#### Information given
===============

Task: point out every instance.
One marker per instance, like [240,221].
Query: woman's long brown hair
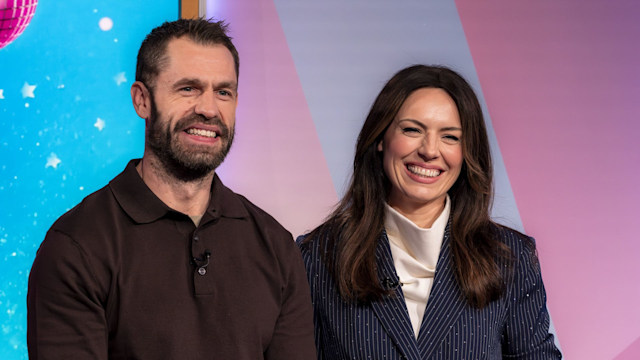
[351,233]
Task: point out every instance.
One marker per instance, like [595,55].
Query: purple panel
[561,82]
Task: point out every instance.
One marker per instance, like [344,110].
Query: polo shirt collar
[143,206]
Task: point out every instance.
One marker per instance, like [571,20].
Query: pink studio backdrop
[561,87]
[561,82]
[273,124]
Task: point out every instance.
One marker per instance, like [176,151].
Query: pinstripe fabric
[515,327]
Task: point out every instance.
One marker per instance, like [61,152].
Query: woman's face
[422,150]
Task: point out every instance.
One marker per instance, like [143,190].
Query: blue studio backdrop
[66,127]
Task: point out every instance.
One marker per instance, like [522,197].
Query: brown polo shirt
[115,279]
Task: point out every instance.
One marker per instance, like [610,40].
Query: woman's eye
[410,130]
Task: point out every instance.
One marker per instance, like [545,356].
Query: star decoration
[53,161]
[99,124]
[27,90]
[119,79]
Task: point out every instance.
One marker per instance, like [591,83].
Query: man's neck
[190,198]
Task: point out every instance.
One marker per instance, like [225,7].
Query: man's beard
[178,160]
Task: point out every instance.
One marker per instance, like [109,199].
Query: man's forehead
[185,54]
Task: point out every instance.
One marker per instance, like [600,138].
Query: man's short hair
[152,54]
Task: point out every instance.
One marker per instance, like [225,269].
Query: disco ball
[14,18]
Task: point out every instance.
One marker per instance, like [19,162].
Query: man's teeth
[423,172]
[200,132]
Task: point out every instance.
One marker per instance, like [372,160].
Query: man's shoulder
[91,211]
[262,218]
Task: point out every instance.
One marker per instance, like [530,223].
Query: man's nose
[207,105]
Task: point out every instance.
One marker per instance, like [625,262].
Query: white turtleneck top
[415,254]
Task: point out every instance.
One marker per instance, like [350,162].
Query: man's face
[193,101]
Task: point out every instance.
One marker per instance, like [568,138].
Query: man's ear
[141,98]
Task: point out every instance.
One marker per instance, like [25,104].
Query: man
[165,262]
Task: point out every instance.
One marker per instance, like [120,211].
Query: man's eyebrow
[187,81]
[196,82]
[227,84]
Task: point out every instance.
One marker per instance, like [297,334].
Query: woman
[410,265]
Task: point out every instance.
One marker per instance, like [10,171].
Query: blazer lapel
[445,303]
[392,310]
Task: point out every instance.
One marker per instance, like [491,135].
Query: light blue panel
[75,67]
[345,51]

===============

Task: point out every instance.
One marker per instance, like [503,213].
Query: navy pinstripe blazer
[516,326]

===============

#### Instructions to follow
In the entries above, one line contains "One marker per instance, like [545,356]." and another contains "One marker per instance, like [19,162].". Reproduce exactly those two lines and the lines between them, nothing else.

#### Task response
One marker per instance, like [545,356].
Query: star decoration
[53,161]
[99,124]
[27,90]
[119,79]
Task: point out every instance.
One marker per instance, like [591,83].
Query: man's neck
[190,198]
Task: point out every instance.
One marker per instance, like [225,7].
Query: man's beard
[178,160]
Task: point out every instance.
One marker per instance, like [109,199].
Query: man's forehead
[185,54]
Task: point out every instance.
One marker per instance, like [600,138].
Query: man's short hair
[152,54]
Task: point out every instance.
One marker per instance, like [225,269].
Query: disco ball
[14,18]
Task: point out every instance.
One marker per instance, like [19,162].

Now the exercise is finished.